#### Textauszug

Parteiaussteiger berichten, dass die AfD-Nachwuchsorganisation Junge Alternative von Rechtsradikalen infiltriert wurde. Die Vorwürfe richten sich nach Recherchen der BZ und dem ZDF-Magazin "Frontal 21" gegen JA-Chef Markus Frohnmaier und den Freiburger AfD-Politiker Dubravko Mandic.
Es ist der 12. Februar 2015. Der
damalige Vorsitzende der Alternative für Deutschland und
Europaabgeordnete Bernd Lucke und sein Parteifreund Bernd Kölmel sind in
Offenburg angekommen. Sie steigen in den ICE in Richtung
Hamburg-Altona. Hinter ihnen liegt eine Sitzungswoche im Straßburger
Europaparlament. Auch mehrere Nachwuchspolitiker aus dem Vorstand der
Jungen Alternative (JA) steigen in Offenburg zu. Darunter der
Bundesvorsitzende, Philipp Meyer, sein Stellvertreter Hagen Weiß sowie
zwei weitere Mitglieder der Nachwuchsorganisation. Weil der Terminplan
der AfD-Politiker eng ist, bietet es sich an, während der Zugfahrt
ungestört miteinander zu sprechen. Das Treffen ist inoffiziell.
Involviert sind nur die Beteiligten.

########
#### Erfasste Angaben

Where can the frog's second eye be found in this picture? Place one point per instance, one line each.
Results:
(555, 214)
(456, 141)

########

**Aufgaben:**
(a) Nenne alle Personen, die im Textauszug mit vollem Namen vorkommen.
(b) Gib den Teil des Textauszugs wortgetreu wieder, der mit „Parteiaussteiger berichten, dass“ anfängt und bis einschließlich „AfD-Politiker Dubravko Mandic.“ geht.
(c) Stimmen diese Aussagen mit dem Textauszug überein? Antworte jeweils mit Ja oder Nein und zitiere die entscheidenden Worte.
(i) Lucke und Kölmel fahren von Offenburg aus mit dem ICE in Richtung Hamburg-Altona.
(ii) Das Treffen im Zug ist offiziell.
(iii) Hagen Weiß ist der Bundesvorsitzende der Jungen Alternative.

**Ergebnisse:**
(a) Markus Frohnmaier, Dubravko Mandic, Bernd Lucke, Bernd Kölmel, Philipp Meyer, Hagen Weiß

(b)
Parteiaussteiger berichten, dass die AfD-Nachwuchsorganisation Junge Alternative von Rechtsradikalen infiltriert wurde. Die Vorwürfe richten sich nach Recherchen der BZ und dem ZDF-Magazin "Frontal 21" gegen JA-Chef Markus Frohnmaier und den Freiburger AfD-Politiker Dubravko Mandic.

(c)
(i) Ja: „Sie steigen in den ICE in Richtung Hamburg-Altona.“
(ii) Nein: „Das Treffen ist inoffiziell.“
(iii) Nein: „Darunter der Bundesvorsitzende, Philipp Meyer, sein Stellvertreter Hagen Weiß“